DIRECTIONS FOR THIS TASK
Copy the passage of the post on compiler reordering from "You could argue" to "the memory accesses.".

QUOTED TEXT
(begin)

From the writer point of view :
Given there is no data dependency between the parity update and the
per_thread(rcu_reader_gp, t) read done in the while loop waiting for
threads, and given even the compiler barrier() has no effect wrt the
last test done after the last iteration of the loop, we could think of
compiler optimizations doing the following to our code (let's focus on a
single loop of for_each_thread) :
transforming
while (rcu_old_gp_ongoing(t))
barrier();
rcu_gp_ctr += RCU_GP_CTR_BOTTOM_BIT;
into
if (!rcu_old_gp_ongoing(t))
goto end;
while (rcu_old_gp_ongoing(t))
barrier();
end:
rcu_gp_ctr += RCU_GP_CTR_BOTTOM_BIT;
This leaves the choice to the compiler to perform the rcu_gp_ctr
increment before the per_thread(rcu_reader_gp, t) read, because there is
no barrier.
Not only does this apply to the compiler, but also to the memory
barriers. We can end up in a situation where the CPU decides to to the
rcu_gp_ctr increment before reading the last rcu_old_gp_ongoing value,
given there is no data dependency between those two.
You could argue that ACCESS_ONCE() around the per_thread(rcu_reader_gp,
t) read will order reads, but I don't think we should rely on this on
SMP. This is really supposed to be there just to make sure we don't end
up doing multiple variable reads on UP wrt to local interrupts.
You could also argue that rcu_gp_ctr is read within
rcu_old_gp_ongoing(), which should normally order the memory accesses.

(end)

RAW RECORDS
(begin)

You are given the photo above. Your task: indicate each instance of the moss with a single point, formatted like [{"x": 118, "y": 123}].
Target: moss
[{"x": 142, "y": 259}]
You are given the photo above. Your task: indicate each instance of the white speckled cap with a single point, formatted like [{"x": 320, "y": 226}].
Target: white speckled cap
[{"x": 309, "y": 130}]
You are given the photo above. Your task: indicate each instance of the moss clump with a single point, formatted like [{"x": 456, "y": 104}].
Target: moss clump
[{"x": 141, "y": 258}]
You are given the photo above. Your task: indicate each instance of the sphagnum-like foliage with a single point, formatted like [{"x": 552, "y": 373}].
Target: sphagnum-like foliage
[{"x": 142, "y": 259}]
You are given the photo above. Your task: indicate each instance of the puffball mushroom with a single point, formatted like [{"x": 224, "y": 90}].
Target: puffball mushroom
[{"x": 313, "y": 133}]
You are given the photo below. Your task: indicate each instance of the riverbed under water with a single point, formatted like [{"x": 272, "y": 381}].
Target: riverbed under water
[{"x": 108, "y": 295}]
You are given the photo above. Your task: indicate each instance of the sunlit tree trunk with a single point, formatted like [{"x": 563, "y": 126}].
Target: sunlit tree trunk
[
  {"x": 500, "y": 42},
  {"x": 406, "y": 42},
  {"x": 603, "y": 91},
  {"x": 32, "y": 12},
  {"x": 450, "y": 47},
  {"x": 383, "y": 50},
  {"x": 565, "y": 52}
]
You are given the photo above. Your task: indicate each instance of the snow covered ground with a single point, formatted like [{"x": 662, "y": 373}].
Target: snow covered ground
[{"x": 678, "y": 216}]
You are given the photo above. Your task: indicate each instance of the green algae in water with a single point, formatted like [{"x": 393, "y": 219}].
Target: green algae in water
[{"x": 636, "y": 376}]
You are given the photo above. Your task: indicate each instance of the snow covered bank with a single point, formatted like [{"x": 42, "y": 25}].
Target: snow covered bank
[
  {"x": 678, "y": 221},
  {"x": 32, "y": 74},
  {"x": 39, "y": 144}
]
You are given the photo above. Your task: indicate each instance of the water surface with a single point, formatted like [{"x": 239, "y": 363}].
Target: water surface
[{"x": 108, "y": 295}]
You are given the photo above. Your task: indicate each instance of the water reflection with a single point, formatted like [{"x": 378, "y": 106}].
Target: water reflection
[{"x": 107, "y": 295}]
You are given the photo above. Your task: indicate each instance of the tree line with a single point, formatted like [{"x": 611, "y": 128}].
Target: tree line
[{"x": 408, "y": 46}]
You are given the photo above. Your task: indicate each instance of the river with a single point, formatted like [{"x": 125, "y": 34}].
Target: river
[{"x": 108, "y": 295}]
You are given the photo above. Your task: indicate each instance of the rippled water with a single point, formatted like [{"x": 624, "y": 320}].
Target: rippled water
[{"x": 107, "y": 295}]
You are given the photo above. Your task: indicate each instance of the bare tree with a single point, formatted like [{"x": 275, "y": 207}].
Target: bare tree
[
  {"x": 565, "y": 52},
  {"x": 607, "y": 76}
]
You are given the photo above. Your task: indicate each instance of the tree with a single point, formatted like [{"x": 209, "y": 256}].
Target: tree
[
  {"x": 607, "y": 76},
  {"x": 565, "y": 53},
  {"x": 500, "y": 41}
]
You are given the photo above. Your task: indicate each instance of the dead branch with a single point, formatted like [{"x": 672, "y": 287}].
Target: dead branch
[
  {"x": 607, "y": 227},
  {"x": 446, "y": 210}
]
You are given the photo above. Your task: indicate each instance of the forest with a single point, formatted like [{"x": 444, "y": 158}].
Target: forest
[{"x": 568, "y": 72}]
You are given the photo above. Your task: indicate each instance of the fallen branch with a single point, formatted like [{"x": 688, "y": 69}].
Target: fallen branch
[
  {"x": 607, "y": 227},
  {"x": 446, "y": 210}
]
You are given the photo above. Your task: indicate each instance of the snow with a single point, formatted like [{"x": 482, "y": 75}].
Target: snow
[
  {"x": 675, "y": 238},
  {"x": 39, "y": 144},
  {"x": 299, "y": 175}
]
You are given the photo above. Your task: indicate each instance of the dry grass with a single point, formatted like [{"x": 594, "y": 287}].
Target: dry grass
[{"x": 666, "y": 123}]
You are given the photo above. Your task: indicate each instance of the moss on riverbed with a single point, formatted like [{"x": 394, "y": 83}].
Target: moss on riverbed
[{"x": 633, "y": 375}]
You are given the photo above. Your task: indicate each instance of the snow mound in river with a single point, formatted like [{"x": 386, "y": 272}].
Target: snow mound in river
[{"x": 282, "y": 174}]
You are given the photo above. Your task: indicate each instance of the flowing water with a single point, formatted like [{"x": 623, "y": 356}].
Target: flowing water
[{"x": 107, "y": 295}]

(end)

WRITTEN SOLUTION
You could argue that ACCESS_ONCE() around the per_thread(rcu_reader_gp,
t) read will order reads, but I don't think we should rely on this on
SMP. This is really supposed to be there just to make sure we don't end
up doing multiple variable reads on UP wrt to local interrupts.
You could also argue that rcu_gp_ctr is read within
rcu_old_gp_ongoing(), which should normally order the memory accesses.